>> Start TEXT PASSAGE

= 2000 in modern pentathlon =

This article lists the main modern pentathlon events and their results for 2000.

==2000 Summer Olympics (UIPM)==
- September 30 & October 1: Modern pentathlon at the 2000 Summer Olympics in AUS Sydney at The Dome and Exhibition Complex, the Sydney International Aquatic Centre, and the Sydney Baseball Stadium
  - Men: 1 RUS Dmitri Svatkovskiy; 2 HUN Gábor Balogh; 3 BLR Pavel Dovgal
  - Women: 1 GBR Steph Cook; 2 USA Emily deRiel; 3 GBR Kate Allenby

==Other international modern pentathlon events==
- July 23: 2000 CISM Regional Competition in CZE Prague
  - Winner: LTU Andrejus Zadneprovskis

==World modern pentathlon events==
- Note: The men's results from the 2000 World Junior MP Championships page were inconclusive.
- June 12 & 13: 2000 World Modern Pentathlon Championships in ITA Pesaro
  - Individual winners: LTU Andrejus Zadneprovskis (m) / DEN Pernille Svarre (f)
- August 21: 2000 World Junior Modern Pentathlon Championships in BUL Sofia
  - Women's Junior Individual winner: RUS Tatiana Mouratova

==Continental modern pentathlon events==
- Note 1: There was no men's results in the UIPM's 2000 Oceania MP championships page.
- Note 2: There was no men's results in the UIPM's 2000 Asian MP championships page.

>> End TEXT PASSAGE
>> Start DATA ENTRIES

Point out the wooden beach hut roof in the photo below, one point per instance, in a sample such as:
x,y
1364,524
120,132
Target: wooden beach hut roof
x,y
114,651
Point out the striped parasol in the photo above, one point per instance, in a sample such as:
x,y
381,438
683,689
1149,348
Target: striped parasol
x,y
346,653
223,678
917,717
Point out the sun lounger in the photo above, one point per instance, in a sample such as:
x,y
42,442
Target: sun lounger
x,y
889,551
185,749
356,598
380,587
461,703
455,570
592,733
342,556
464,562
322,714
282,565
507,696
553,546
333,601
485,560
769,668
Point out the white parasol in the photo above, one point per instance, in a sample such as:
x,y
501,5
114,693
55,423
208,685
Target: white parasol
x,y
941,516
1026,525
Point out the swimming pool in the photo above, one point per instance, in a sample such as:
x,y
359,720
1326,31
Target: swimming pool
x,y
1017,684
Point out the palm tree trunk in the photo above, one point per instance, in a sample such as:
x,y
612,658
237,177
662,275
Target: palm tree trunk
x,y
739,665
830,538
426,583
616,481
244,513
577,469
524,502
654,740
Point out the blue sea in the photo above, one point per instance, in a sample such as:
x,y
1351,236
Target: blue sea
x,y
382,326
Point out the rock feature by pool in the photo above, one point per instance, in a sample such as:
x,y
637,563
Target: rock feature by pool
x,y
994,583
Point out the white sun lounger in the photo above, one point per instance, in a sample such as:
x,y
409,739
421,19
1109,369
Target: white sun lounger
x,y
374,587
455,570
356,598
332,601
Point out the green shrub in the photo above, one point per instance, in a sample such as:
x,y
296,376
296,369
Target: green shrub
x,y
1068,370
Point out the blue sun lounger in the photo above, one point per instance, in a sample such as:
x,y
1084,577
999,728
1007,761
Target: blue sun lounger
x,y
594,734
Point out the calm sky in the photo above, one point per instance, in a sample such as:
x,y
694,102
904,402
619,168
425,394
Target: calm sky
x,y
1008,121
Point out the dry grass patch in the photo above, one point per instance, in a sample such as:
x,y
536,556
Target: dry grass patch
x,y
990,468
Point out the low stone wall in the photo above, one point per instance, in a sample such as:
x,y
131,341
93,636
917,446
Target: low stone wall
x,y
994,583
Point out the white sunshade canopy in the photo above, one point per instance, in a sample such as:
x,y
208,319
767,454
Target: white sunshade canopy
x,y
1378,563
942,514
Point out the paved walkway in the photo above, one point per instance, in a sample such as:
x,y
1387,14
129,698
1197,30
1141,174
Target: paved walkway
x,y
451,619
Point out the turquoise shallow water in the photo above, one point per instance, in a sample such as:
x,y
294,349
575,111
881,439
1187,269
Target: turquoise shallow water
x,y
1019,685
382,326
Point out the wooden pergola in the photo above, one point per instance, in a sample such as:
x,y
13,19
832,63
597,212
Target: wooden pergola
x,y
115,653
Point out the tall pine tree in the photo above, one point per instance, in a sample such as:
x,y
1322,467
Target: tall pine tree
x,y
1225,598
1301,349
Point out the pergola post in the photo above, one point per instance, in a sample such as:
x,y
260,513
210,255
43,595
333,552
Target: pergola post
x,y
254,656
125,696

>> End DATA ENTRIES

- [PROBLEM DESCRIPTION]:
Output the entire text on 2000 in modern pentathlon word for word. These records have no connection to the text about modern pentathlon.

- [EXERCISE SOLUTION]:
= 2000 in modern pentathlon =

This article lists the main modern pentathlon events and their results for 2000.

==2000 Summer Olympics (UIPM)==
- September 30 & October 1: Modern pentathlon at the 2000 Summer Olympics in AUS Sydney at The Dome and Exhibition Complex, the Sydney International Aquatic Centre, and the Sydney Baseball Stadium
  - Men: 1 RUS Dmitri Svatkovskiy; 2 HUN Gábor Balogh; 3 BLR Pavel Dovgal
  - Women: 1 GBR Steph Cook; 2 USA Emily deRiel; 3 GBR Kate Allenby

==Other international modern pentathlon events==
- July 23: 2000 CISM Regional Competition in CZE Prague
  - Winner: LTU Andrejus Zadneprovskis

==World modern pentathlon events==
- Note: The men's results from the 2000 World Junior MP Championships page were inconclusive.
- June 12 & 13: 2000 World Modern Pentathlon Championships in ITA Pesaro
  - Individual winners: LTU Andrejus Zadneprovskis (m) / DEN Pernille Svarre (f)
- August 21: 2000 World Junior Modern Pentathlon Championships in BUL Sofia
  - Women's Junior Individual winner: RUS Tatiana Mouratova

==Continental modern pentathlon events==
- Note 1: There was no men's results in the UIPM's 2000 Oceania MP championships page.
- Note 2: There was no men's results in the UIPM's 2000 Asian MP championships page.